PROVIDED DATA Block Start

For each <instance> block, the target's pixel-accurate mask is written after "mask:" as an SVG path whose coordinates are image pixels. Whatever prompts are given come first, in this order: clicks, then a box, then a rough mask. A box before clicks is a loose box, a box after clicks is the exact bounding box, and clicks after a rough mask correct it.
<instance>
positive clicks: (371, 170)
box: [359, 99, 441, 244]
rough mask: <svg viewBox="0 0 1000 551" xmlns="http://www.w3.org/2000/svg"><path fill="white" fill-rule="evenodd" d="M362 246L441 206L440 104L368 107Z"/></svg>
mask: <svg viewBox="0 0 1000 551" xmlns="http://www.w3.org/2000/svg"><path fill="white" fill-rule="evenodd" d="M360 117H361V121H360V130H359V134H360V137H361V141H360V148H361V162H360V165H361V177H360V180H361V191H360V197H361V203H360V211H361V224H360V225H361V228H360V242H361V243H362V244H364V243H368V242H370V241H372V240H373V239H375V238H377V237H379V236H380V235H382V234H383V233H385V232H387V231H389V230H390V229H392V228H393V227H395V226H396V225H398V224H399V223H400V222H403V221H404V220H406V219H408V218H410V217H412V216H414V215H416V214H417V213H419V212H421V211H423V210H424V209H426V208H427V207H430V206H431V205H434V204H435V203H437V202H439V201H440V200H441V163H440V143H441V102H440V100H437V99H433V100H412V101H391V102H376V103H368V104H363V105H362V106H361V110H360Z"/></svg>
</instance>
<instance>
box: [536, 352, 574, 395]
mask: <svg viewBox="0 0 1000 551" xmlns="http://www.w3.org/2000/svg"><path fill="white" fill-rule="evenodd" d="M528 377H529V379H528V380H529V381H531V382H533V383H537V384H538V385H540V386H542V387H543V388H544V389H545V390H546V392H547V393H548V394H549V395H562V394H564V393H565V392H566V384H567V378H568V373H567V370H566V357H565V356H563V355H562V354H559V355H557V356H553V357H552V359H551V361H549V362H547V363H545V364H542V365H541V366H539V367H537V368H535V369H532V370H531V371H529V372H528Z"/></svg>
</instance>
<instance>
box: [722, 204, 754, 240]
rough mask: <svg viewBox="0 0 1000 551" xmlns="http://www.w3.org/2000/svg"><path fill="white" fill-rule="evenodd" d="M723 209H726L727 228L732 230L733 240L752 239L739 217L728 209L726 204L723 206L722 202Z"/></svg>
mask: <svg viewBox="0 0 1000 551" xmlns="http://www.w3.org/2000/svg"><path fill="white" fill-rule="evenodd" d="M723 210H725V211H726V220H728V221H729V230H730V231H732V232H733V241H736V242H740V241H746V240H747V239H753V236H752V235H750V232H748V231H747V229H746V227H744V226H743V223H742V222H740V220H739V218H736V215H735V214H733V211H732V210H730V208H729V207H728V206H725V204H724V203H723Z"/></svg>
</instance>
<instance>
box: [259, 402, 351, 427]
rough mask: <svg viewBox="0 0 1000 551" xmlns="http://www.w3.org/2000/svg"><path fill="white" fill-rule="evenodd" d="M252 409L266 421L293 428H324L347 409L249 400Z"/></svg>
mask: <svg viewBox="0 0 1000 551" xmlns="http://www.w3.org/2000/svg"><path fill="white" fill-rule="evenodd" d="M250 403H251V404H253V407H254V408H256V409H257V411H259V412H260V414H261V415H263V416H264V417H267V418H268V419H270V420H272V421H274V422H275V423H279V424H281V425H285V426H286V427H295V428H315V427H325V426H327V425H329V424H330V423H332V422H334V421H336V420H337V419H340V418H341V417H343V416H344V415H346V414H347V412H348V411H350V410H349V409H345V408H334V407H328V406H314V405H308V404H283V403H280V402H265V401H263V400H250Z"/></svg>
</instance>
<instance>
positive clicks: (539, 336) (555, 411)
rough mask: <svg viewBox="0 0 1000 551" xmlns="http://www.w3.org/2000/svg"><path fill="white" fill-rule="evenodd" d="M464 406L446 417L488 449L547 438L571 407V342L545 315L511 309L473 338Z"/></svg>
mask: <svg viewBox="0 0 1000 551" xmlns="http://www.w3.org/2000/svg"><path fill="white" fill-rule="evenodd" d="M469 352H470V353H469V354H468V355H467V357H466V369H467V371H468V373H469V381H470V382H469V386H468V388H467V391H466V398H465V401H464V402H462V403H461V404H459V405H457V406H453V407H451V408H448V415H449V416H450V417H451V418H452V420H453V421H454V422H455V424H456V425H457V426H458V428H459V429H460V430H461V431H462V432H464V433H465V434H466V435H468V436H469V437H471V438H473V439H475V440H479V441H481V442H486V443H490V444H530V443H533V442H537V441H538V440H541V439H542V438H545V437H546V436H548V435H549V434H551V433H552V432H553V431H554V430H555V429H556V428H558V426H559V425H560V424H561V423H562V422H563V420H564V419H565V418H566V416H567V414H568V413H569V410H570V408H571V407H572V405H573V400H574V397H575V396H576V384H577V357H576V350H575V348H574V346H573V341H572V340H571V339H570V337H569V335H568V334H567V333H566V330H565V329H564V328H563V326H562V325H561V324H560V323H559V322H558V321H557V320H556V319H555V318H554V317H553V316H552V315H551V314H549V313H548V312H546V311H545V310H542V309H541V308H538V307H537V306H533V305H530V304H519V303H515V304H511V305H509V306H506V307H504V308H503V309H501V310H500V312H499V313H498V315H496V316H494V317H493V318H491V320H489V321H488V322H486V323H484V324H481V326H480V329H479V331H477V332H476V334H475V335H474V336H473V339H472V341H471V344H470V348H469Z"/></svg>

PROVIDED DATA Block End

WHAT THE TASK ASKS: Repeat the entries. Keep each one exactly as written.

RESULT:
For each <instance> block, the target's pixel-accurate mask is written after "mask:" as an SVG path whose coordinates are image pixels. Whatever prompts are given come first, in this order: clicks, then a box, then a rough mask. A box before clicks is a loose box, a box after clicks is the exact bounding box, and clicks after a rough mask correct it.
<instance>
positive clicks: (371, 170)
box: [359, 99, 441, 244]
rough mask: <svg viewBox="0 0 1000 551" xmlns="http://www.w3.org/2000/svg"><path fill="white" fill-rule="evenodd" d="M362 246L441 206L440 104L368 107Z"/></svg>
mask: <svg viewBox="0 0 1000 551" xmlns="http://www.w3.org/2000/svg"><path fill="white" fill-rule="evenodd" d="M360 117H361V121H360V130H359V134H360V137H361V141H360V148H361V162H360V165H361V177H360V180H361V191H360V197H361V203H360V211H361V224H360V225H361V228H360V242H361V243H362V244H364V243H368V242H370V241H372V240H373V239H375V238H377V237H379V236H380V235H382V234H383V233H385V232H387V231H389V230H390V229H392V228H393V227H395V226H396V225H398V224H399V223H400V222H403V221H404V220H406V219H408V218H410V217H412V216H414V215H416V214H417V213H419V212H421V211H423V210H424V209H426V208H427V207H430V206H431V205H434V204H435V203H437V202H439V201H440V200H441V163H440V143H441V102H440V100H437V99H433V100H412V101H391V102H376V103H368V104H363V105H362V106H361V110H360Z"/></svg>
</instance>
<instance>
box: [536, 352, 574, 395]
mask: <svg viewBox="0 0 1000 551" xmlns="http://www.w3.org/2000/svg"><path fill="white" fill-rule="evenodd" d="M528 377H529V379H528V380H529V381H531V382H533V383H537V384H538V385H540V386H542V387H543V388H544V389H545V390H546V392H547V393H548V394H549V395H562V394H564V393H565V392H566V384H567V378H568V373H567V370H566V357H565V356H563V355H562V354H559V355H557V356H553V357H552V359H551V361H549V362H547V363H545V364H542V365H541V366H539V367H537V368H535V369H532V370H531V371H529V372H528Z"/></svg>
</instance>
<instance>
box: [722, 204, 754, 240]
rough mask: <svg viewBox="0 0 1000 551" xmlns="http://www.w3.org/2000/svg"><path fill="white" fill-rule="evenodd" d="M723 209H726L727 228L732 230L733 240L752 239L739 217L728 209L726 204L723 206L722 202Z"/></svg>
mask: <svg viewBox="0 0 1000 551" xmlns="http://www.w3.org/2000/svg"><path fill="white" fill-rule="evenodd" d="M723 210H725V211H726V220H728V221H729V230H730V231H732V232H733V241H736V242H740V241H746V240H747V239H753V236H752V235H750V232H748V231H747V229H746V227H744V226H743V223H742V222H740V220H739V218H736V215H735V214H733V211H732V210H730V208H729V207H728V206H725V204H724V203H723Z"/></svg>
</instance>
<instance>
box: [259, 402, 351, 427]
rough mask: <svg viewBox="0 0 1000 551" xmlns="http://www.w3.org/2000/svg"><path fill="white" fill-rule="evenodd" d="M252 409L266 421L293 428H324L347 409L249 400Z"/></svg>
mask: <svg viewBox="0 0 1000 551" xmlns="http://www.w3.org/2000/svg"><path fill="white" fill-rule="evenodd" d="M250 403H251V404H253V407H254V408H256V409H257V411H259V412H260V414H261V415H263V416H264V417H267V418H268V419H270V420H272V421H274V422H275V423H279V424H281V425H285V426H286V427H295V428H315V427H325V426H327V425H329V424H330V423H332V422H334V421H336V420H337V419H340V418H341V417H343V416H344V415H346V414H347V412H348V411H350V410H349V409H345V408H334V407H328V406H314V405H308V404H283V403H280V402H265V401H263V400H250Z"/></svg>
</instance>
<instance>
positive clicks: (539, 336) (555, 411)
rough mask: <svg viewBox="0 0 1000 551" xmlns="http://www.w3.org/2000/svg"><path fill="white" fill-rule="evenodd" d="M464 406L446 417L488 449L547 438L571 407V342L545 315L511 309L473 338Z"/></svg>
mask: <svg viewBox="0 0 1000 551" xmlns="http://www.w3.org/2000/svg"><path fill="white" fill-rule="evenodd" d="M469 352H470V353H469V354H468V355H467V357H466V369H467V371H468V373H469V381H470V382H469V386H468V388H467V391H466V398H465V401H464V402H462V403H461V404H459V405H457V406H453V407H451V408H448V415H449V416H450V417H451V418H452V420H453V421H454V422H455V424H456V425H457V426H458V428H459V429H460V430H461V431H462V432H464V433H465V434H466V435H468V436H469V437H471V438H473V439H475V440H479V441H481V442H486V443H490V444H530V443H533V442H537V441H538V440H541V439H542V438H545V437H546V436H548V435H549V434H551V433H552V432H553V431H554V430H555V429H556V428H558V426H559V425H560V424H561V423H562V422H563V420H564V419H565V418H566V416H567V414H568V413H569V410H570V408H571V407H572V405H573V400H574V397H575V396H576V384H577V357H576V350H575V348H574V346H573V341H572V340H571V339H570V337H569V335H568V334H567V333H566V330H565V329H564V328H563V326H562V325H561V324H560V323H559V322H558V321H557V320H556V319H555V318H554V317H553V316H552V315H551V314H549V313H548V312H546V311H545V310H542V309H541V308H538V307H537V306H533V305H530V304H519V303H515V304H511V305H509V306H506V307H504V308H503V309H501V310H500V312H499V313H498V315H496V316H494V317H493V318H491V320H489V321H488V322H486V323H484V324H481V326H480V329H479V331H477V332H476V334H475V335H474V336H473V339H472V341H471V344H470V348H469Z"/></svg>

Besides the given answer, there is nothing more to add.